> _Exercise tasks_:
**1.** Duplicate the passage of the West Hartford dog-walking article between "A List of West" and "places to walk your dog.", inclusive.
**2.** Write the next part of the West Hartford dog-walking article, picking up after its final sentence.

>> begin Source extract

Best Dog Walking Places In West Hartford

Couple Dog Walking for West Hartford Blog

For many reasons, West Hartford (WeHa) is an ideal place to own a dog. Reason being? Its abundance of wonderful dog walking places.

Here, dogs can experience all types of walks. In and around WeHa there are places that can make your wagging friend feel like a city, suburban, or a even a country dog!


The Results Are In:

A List of West Hartford’s Best Dog Walking Places

The famous 14,000+ member Facebook group called Neighbors and Friends in West Hartford was asked where their favorite places were to walk their dog. We polled our staff and did some research too. Now we are pleased to provide you with our list of West Hartford’s favorite places to walk your dog.

Throughout the article, we added three superlatives for fun: Staff’s Pick, WeHa’s Most Popular, and Honorable Mention.

Staff’s Pick:

Trail and Access to the Reservoir via the Intersection of Hunter Drive and Canal Road

When we polled our staff, our favorite walking route is this secluded trail that eventually leads to the Reservoir. It starts as a paved path, possibly a half mile or so. Once you’ve reached the end of the initial path, you’ll arrive at a fence. Go through the fence, walk a bit more and on your right will be a small foot-made path that leads you directly to the paved road loop. This loops around the entire Reservoir #5. It’s breathtaking.

Here’s a map of the trail’s starting point:

The trail is the unmarked white line that looks like a road and travels parallel to Squirell Hill Rd. toward the Reservoir.

Go down the main path, then through a gate that brings you to the Reservoir’s property. At that point, walk a little further, then turn right down a little path toward Reservoir #5 and it’s paved path.

Our Staff Pick favorite walking trail offers more than you’d think. Extra trails, beautiful wildlife, etc. The more you frequent this dog walk destination, the more you’ll discover each time you’re there.

Honorable Mention:

Wolcott Park

Wolcott Park in West Hartford is a great place to walk your dog. When we asked, the Facebook group their favorite places to walk a dog, this came up more times than we expected it to.

Erin Buckmiller of West Hartford told us, “Our puppy loves the few trails behind Wolcott Park!” .

Walking Dog At Wolcott Park in West Hartford

Erin’s puppy, Maddie, is a-sniffin at Wolcott Park!

>> end Source extract
>> begin Given records

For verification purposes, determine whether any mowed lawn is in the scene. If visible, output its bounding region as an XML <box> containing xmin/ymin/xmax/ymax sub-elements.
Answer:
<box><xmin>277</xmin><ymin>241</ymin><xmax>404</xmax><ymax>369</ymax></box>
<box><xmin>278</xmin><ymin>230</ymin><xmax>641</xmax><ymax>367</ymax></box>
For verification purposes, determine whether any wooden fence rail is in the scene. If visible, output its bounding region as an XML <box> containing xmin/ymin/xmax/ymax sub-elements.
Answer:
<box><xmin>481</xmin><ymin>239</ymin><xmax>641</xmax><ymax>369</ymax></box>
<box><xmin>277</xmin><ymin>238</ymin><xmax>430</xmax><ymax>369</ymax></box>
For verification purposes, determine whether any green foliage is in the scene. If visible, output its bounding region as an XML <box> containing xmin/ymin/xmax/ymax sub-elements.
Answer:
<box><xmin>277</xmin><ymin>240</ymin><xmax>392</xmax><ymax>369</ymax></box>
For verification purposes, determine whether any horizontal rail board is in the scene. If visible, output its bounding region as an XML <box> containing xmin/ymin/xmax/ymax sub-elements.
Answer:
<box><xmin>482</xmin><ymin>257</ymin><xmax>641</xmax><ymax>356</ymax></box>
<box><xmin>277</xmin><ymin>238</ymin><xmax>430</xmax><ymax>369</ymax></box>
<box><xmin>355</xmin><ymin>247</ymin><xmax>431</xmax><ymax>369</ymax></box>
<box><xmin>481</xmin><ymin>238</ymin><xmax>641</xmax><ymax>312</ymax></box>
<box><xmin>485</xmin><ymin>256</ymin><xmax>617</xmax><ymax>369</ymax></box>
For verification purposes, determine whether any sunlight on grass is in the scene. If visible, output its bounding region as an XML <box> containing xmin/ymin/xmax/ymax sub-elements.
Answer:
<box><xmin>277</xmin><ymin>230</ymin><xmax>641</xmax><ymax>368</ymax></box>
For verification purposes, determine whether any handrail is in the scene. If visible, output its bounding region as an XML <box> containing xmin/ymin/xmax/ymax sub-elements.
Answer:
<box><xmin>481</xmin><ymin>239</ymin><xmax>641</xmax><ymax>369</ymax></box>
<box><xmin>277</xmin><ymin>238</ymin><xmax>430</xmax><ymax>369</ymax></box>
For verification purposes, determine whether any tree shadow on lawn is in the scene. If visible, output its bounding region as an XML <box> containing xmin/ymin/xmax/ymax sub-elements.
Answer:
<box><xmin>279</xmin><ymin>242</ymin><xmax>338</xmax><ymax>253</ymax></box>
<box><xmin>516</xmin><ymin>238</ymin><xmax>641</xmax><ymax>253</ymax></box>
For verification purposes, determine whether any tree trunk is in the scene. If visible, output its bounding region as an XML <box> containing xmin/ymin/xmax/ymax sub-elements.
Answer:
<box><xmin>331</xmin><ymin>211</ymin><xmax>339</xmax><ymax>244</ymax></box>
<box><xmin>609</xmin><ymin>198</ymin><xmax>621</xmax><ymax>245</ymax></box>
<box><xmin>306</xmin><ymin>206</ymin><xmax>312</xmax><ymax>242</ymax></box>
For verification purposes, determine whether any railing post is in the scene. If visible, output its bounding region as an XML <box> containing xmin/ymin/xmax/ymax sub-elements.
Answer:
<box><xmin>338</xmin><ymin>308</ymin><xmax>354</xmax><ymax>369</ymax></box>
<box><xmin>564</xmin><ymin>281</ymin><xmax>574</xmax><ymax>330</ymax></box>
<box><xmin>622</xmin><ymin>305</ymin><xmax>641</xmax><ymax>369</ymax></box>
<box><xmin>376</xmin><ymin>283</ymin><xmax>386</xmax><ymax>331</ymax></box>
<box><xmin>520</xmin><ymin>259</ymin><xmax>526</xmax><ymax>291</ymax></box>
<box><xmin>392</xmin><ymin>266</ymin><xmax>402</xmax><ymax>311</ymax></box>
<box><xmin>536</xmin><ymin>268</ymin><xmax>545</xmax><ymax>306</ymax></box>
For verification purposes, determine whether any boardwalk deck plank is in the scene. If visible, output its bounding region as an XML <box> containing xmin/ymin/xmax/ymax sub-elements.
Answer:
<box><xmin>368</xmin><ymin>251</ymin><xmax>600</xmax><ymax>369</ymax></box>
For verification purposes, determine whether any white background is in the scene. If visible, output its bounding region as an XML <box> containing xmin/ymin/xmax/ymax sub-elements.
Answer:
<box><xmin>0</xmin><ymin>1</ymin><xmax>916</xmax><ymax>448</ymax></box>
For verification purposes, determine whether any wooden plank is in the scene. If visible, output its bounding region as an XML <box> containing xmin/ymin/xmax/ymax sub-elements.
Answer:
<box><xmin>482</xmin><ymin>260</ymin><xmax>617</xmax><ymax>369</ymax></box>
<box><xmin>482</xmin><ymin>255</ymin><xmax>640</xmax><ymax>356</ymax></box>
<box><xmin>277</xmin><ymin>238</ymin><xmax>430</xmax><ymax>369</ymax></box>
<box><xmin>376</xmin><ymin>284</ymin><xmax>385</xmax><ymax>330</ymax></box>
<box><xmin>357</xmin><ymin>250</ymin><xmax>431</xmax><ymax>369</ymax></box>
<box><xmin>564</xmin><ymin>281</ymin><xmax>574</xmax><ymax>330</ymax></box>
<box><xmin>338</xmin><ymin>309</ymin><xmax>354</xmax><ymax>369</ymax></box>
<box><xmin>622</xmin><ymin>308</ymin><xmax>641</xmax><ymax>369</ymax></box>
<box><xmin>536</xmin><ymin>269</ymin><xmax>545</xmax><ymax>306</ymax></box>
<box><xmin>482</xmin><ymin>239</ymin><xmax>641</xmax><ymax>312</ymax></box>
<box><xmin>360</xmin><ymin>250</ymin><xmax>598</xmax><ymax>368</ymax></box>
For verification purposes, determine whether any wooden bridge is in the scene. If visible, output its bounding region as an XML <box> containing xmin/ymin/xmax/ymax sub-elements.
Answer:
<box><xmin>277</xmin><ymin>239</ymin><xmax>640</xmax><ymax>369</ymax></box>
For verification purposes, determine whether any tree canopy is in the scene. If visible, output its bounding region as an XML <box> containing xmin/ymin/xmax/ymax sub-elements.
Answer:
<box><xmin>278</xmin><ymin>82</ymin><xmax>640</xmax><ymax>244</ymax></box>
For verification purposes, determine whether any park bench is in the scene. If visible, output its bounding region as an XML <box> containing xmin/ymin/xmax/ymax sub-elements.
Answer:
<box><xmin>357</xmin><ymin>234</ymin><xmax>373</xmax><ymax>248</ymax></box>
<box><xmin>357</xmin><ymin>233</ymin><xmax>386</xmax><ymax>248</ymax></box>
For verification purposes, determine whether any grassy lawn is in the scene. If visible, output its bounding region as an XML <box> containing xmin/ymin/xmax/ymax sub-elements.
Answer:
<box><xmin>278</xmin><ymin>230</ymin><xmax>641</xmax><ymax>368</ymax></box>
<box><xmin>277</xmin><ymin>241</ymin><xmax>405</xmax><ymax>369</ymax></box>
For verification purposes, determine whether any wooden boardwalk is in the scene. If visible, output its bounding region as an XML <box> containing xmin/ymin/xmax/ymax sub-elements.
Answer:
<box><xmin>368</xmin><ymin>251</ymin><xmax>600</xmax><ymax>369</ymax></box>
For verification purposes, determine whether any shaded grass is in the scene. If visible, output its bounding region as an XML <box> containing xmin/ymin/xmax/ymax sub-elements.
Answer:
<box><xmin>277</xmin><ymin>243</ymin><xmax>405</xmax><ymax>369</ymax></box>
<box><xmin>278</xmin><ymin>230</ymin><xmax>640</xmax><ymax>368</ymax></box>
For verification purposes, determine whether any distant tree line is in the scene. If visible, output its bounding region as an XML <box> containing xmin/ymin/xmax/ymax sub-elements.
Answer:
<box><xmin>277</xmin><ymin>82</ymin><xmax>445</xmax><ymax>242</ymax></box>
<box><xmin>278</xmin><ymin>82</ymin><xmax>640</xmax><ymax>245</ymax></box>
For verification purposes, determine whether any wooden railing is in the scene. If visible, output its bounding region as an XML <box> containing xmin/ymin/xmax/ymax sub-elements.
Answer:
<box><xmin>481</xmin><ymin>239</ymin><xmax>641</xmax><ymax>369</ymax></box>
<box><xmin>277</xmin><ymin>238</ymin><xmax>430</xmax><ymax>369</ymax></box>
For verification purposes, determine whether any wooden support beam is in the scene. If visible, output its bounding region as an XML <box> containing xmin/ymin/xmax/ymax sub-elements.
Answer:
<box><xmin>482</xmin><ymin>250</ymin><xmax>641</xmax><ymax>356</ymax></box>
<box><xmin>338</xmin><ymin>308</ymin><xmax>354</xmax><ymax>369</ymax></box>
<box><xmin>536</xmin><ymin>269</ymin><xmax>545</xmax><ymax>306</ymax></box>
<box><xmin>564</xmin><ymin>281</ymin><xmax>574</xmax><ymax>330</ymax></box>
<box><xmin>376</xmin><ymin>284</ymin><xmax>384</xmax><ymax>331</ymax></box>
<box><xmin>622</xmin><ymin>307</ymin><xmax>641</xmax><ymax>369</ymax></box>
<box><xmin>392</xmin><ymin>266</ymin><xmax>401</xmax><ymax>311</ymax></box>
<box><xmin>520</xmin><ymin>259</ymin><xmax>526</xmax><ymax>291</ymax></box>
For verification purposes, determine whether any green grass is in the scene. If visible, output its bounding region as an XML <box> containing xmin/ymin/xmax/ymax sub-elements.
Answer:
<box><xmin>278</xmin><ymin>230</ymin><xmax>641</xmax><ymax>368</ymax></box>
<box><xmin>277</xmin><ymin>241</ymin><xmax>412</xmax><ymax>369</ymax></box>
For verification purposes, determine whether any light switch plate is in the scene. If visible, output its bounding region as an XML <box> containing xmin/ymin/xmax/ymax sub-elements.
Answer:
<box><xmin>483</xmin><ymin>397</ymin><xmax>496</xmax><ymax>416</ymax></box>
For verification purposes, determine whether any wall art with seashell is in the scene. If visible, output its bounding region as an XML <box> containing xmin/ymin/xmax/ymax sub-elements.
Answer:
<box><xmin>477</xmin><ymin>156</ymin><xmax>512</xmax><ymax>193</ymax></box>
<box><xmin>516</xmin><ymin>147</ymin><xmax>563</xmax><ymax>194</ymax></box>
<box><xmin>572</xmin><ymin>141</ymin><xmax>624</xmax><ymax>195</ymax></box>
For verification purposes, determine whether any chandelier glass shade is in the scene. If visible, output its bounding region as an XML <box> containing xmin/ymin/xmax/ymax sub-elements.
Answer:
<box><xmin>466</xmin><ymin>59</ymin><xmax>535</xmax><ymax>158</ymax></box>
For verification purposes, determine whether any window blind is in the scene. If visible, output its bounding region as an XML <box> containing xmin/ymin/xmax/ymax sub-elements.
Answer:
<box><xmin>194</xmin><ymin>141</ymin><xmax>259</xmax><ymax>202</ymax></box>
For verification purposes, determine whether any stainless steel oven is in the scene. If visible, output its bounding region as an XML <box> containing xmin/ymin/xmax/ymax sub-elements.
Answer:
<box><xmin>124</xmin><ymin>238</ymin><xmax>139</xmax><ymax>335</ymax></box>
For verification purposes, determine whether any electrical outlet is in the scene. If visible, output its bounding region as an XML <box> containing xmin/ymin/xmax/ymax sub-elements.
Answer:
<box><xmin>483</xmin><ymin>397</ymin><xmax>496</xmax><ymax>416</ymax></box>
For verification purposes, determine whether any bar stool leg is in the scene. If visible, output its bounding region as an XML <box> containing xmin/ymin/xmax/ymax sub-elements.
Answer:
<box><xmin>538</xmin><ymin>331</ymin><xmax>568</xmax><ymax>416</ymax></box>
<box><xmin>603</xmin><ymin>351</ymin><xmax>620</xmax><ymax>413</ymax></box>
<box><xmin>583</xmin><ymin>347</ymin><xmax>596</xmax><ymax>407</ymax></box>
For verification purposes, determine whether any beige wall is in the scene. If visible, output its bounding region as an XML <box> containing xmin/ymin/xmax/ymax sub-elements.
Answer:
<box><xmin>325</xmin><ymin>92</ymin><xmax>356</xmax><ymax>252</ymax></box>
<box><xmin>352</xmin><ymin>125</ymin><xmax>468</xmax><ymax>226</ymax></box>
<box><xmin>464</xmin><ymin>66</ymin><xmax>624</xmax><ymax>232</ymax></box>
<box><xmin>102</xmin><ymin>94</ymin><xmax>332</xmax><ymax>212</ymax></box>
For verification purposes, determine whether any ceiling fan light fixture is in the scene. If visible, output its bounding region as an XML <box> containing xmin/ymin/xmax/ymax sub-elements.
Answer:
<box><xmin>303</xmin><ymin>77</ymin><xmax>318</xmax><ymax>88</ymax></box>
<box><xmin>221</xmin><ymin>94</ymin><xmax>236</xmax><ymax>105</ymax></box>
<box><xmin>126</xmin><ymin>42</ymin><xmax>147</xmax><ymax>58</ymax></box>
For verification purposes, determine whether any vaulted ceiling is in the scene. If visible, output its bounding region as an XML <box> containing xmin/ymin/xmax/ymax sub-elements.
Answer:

>> end Given records

> _Responses to the tasks_:
**1.**
A List of West Hartford’s Best Dog Walking Places

The famous 14,000+ member Facebook group called Neighbors and Friends in West Hartford was asked where their favorite places were to walk their dog. We polled our staff and did some research too. Now we are pleased to provide you with our list of West Hartford’s favorite places to walk your dog.

**2.**
Trout Brook Trail

The Trout Brook Trail, a half mile long path, follows along the Trout Brook from South Quaker lane to New Park Avenue. The town’s website notes that “A convenient place to start the trail is at S. Quaker Lane (across the street from the Beachland House in Beachland Park.)

You can park at Beachland Park, and cross South Quaker Lane (using the crosswalk) and gain access to the trail just south of the bridge. A trail marker identifies the entry point” (“Trout Brook Trail,” 2015).”

Here’s an image of the Beachland Park access point

Image Credit: Google Earth

And here it is from the street view:

Image Credit: Google Earth

Walking Path Along Trout Brook From Farmington Ave. to Fern Street

This is a very local trail. It’s “off the books.” No pavement; created by the people. West Hartford Resident, Tanya Feliciano-DeMattia told us that it’s “a pretty well-developed dirt path that starts behind Young Israel and goes to Farmington Ave.”

This “private” trail is situated alongside Trout Brook Dr. between Farmington Ave & Fern St. (Image Credit: Google Earth)

She said the town is turning it into a bike path, which she supports, but isn’t too upset about a recent postponement to construction. While she feels bad for the cyclists, Feliciano-DeMattia will take all the last moments she can get. She tells us that she “loves having that little nature preserve behind our house!”

Trout Brook Trail Dog Walking West Hartford

Here is Tanya’s dog Bella taking in all the smells during her nature walk.

Penwood State Park:

There is public parking right attached to the park’s entrance. The main attraction, a 3-mile path begins in the parking lot. You can also take the Metacomet Trail instead of the main loop, which will provide you with more of a forested and secluded walk through Penwood Park. To access the start of this trail section, as you approach the 3-mile loop take a right and follow the path for a moment. You’ll quickly find a path that cuts off into the middle of the loop on the right. Take that path and it will bring you to the opposite end of the loop. It takes around 20-30 minutes (more or less) depending on your speed.

At the end of this section, you’ll arrive to the ~halfway point of the trail on the other end. You now have four options. You can go back the way you came, take a left, or take a right to get back to the parking lot. Your fourth option is to continue straight on the Metacomet Trail which will take you to Southern New Hampshire. Don’t forget to bring the water and doggy treats for that hike!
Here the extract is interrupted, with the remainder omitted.